* WHAT YOU WILL DO:
Please reproduce, word for word, the part of the pancreatic cancer text below starting with "What is pancreatic" and going on through "worse after eating.".

* EXTRACT TO READ:
====

Pancreatic Cancer

Pancreatic Cancer

What is pancreatic cancer?

Pancreatic cancer happens when normal cells in the pancreas change into abnormal cells and grow out of control. The pancreas is an organ that makes hormones and juices that help the body break down food.

What are the symptoms of pancreatic cancer?

Symptoms of pancreatic cancer can include:

  • Pain —People can have pain that spreads from their stomach around to their back. The pain can come and go, and it can get worse after eating.
  • Weight loss — People might not feel hungry, or might feel full after eating very little.
  • Diarrhea — Bowel movements can look greasy or float in the toilet bowl.
  • Yellowing of the skin, called jaundice — Both the skin and the white part of the eyes can turn yellow. Jaundice can also cause your bowel movements to look gray instead of brown.

These symptoms can also be caused by conditions that are not pancreatic cancer. But if you have these symptoms, tell your doctor or nurse about them.

What are the symptoms of pancreatic cancer?

====

* DATASET EXTRACT:
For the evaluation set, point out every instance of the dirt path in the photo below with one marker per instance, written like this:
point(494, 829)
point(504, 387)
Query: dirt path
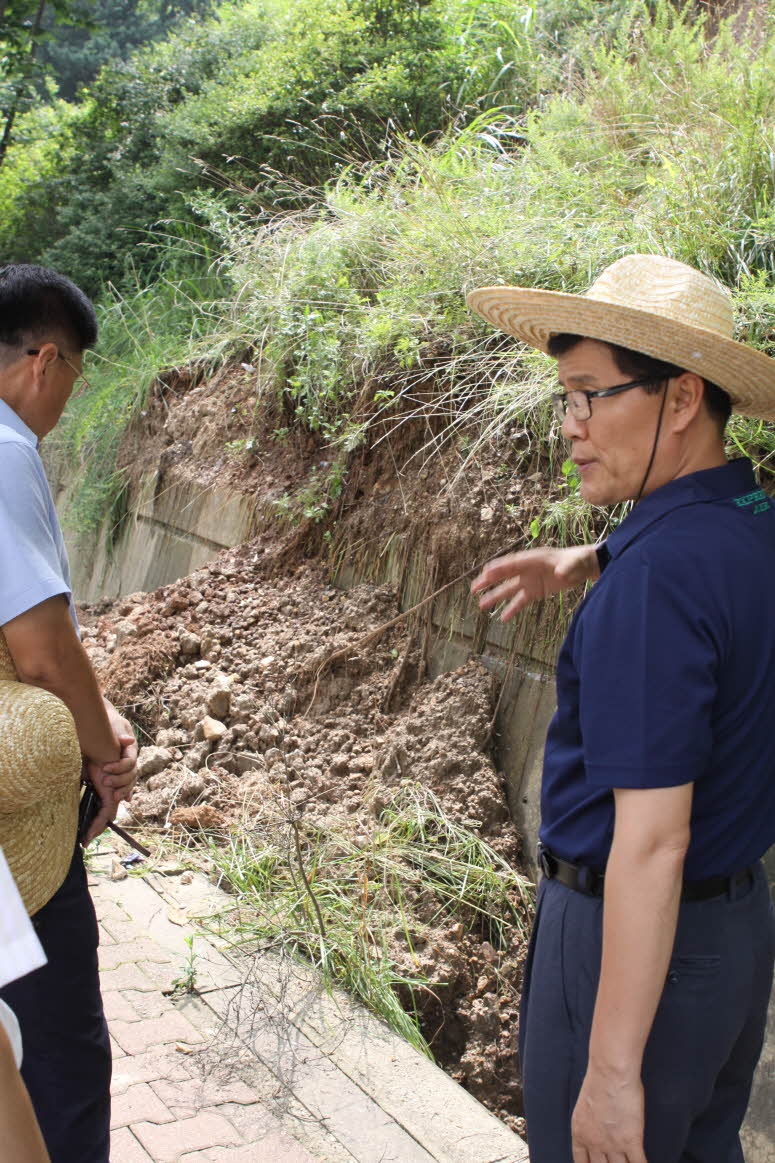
point(276, 711)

====

* EXERCISE RESULT:
What is pancreatic cancer?

Pancreatic cancer happens when normal cells in the pancreas change into abnormal cells and grow out of control. The pancreas is an organ that makes hormones and juices that help the body break down food.

What are the symptoms of pancreatic cancer?

Symptoms of pancreatic cancer can include:

  • Pain —People can have pain that spreads from their stomach around to their back. The pain can come and go, and it can get worse after eating.